===== Quoted passage
I know I must commute and for the time being I am in need of transportation whether for work or for entertainment reasons.
But I’m not willing to trade my free time, my peace of mind, my health, my views on global oil nor my hard-earned savings for the luxury of owning a vehicle.
I also don’t have any problem with anyone else owning it. If you ask my opinion on it I’ll share it with you, without judging you, just want you to understand my viewpoint.
I am bartering one thing for another, not just money for an object, I’m bartering time for an experience, bartering health for inactivity or something unhealthy, mental peace for working more hours at work.
The finite things which I possess are time, emotional capacity and money.
I didn’t think time is finite as a kid, now in my late 30’s I see the effects of time on my body.
Most of it is good, it has taught me great lessons of vulnerability and cause/effect, as well as my simple and liberating lack of control over most things that occur around me.
==========
===== Extracted records
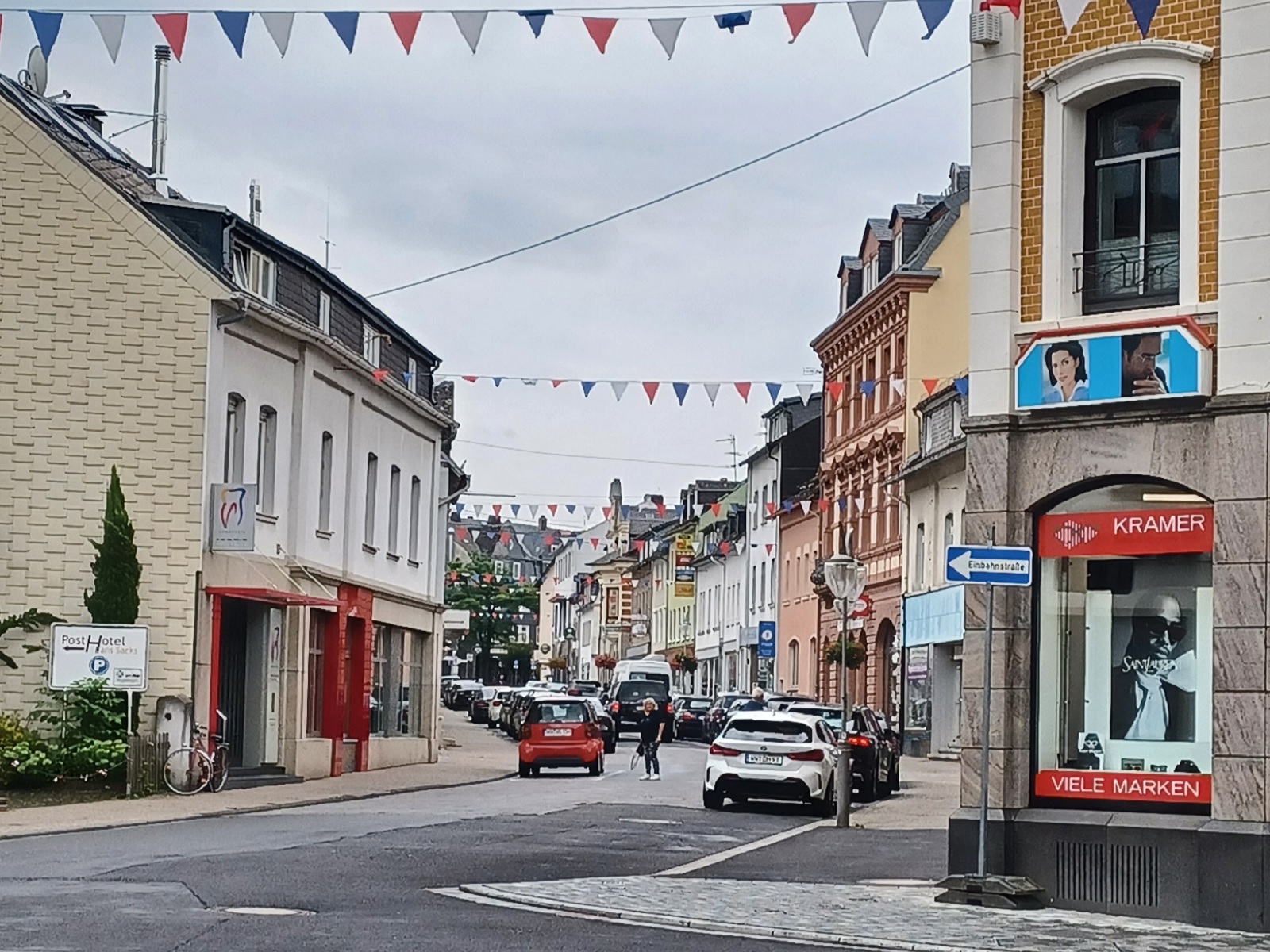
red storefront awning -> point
(272, 597)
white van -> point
(652, 668)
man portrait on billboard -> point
(1153, 683)
(1140, 376)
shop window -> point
(1132, 202)
(1126, 647)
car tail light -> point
(806, 755)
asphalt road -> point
(361, 873)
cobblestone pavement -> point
(901, 918)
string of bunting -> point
(279, 25)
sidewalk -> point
(874, 918)
(483, 755)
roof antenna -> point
(159, 144)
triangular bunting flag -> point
(865, 14)
(730, 21)
(234, 25)
(406, 25)
(798, 16)
(1143, 12)
(111, 27)
(346, 25)
(48, 27)
(537, 18)
(933, 13)
(470, 23)
(667, 33)
(1071, 12)
(600, 29)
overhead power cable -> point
(677, 192)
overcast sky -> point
(444, 158)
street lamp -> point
(846, 578)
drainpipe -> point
(159, 143)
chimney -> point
(159, 144)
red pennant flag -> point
(601, 29)
(406, 25)
(173, 27)
(798, 16)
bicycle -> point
(192, 770)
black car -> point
(626, 704)
(690, 714)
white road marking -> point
(742, 850)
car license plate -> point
(776, 759)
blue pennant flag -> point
(234, 23)
(48, 27)
(730, 21)
(537, 18)
(933, 13)
(346, 27)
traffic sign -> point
(990, 565)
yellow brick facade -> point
(1105, 23)
(103, 355)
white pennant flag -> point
(667, 33)
(470, 23)
(1071, 12)
(111, 27)
(867, 13)
(279, 29)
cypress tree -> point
(116, 570)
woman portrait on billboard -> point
(1067, 378)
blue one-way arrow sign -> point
(990, 565)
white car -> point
(772, 755)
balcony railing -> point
(1130, 276)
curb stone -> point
(740, 930)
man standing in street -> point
(652, 724)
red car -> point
(562, 731)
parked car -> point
(626, 704)
(478, 711)
(772, 755)
(718, 712)
(690, 715)
(560, 731)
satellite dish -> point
(36, 75)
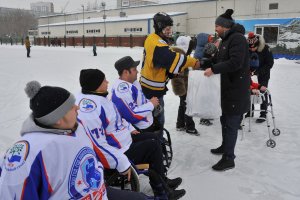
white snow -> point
(261, 173)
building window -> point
(133, 30)
(259, 30)
(273, 6)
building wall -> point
(200, 18)
(140, 27)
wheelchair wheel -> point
(271, 143)
(113, 178)
(276, 132)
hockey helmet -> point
(161, 20)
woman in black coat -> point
(232, 62)
(266, 61)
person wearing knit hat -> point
(265, 61)
(107, 128)
(253, 40)
(54, 147)
(232, 63)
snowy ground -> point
(261, 173)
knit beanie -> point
(183, 42)
(253, 40)
(225, 20)
(48, 104)
(91, 79)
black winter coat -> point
(266, 62)
(233, 65)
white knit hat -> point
(183, 42)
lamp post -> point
(82, 19)
(83, 42)
(48, 32)
(103, 4)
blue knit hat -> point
(225, 20)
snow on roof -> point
(112, 19)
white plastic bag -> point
(203, 95)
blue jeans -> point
(230, 125)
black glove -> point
(206, 63)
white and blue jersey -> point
(132, 104)
(51, 164)
(107, 130)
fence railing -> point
(114, 41)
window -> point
(258, 30)
(271, 34)
(273, 6)
(133, 30)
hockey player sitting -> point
(54, 159)
(104, 122)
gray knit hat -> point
(225, 20)
(48, 104)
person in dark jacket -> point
(232, 62)
(185, 45)
(27, 45)
(266, 61)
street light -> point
(82, 18)
(103, 4)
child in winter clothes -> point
(266, 61)
(204, 39)
(185, 45)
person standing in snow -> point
(266, 61)
(160, 61)
(232, 62)
(202, 40)
(184, 45)
(27, 45)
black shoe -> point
(173, 183)
(193, 132)
(217, 151)
(205, 122)
(248, 114)
(176, 194)
(224, 164)
(180, 128)
(261, 119)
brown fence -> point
(113, 41)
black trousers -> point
(117, 194)
(28, 51)
(147, 151)
(230, 125)
(184, 120)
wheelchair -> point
(114, 178)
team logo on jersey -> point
(162, 41)
(123, 87)
(16, 156)
(85, 179)
(87, 105)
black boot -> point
(176, 194)
(217, 151)
(224, 164)
(261, 119)
(173, 183)
(159, 191)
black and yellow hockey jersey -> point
(160, 61)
==========
* **Things to do**:
1) From the passage on owning a vehicle, extract the text starting at "Most of it is" and ending at "occur around me.".
2) Do these statements agree with the passage on owning a vehicle? Answer yes or no for each, quoting the deciding words. (a) The writer objects to other people owning a vehicle. (b) The writer names time, emotional capacity and money as finite things they possess. (c) As a child, the writer believed time was finite.

* **Answers**:
1)
Most of it is good, it has taught me great lessons of vulnerability and cause/effect, as well as my simple and liberating lack of control over most things that occur around me.

2)
(a) No: "I also don’t have any problem with anyone else owning it."
(b) Yes: "The finite things which I possess are time, emotional capacity and money."
(c) No: "I didn’t think time is finite as a kid"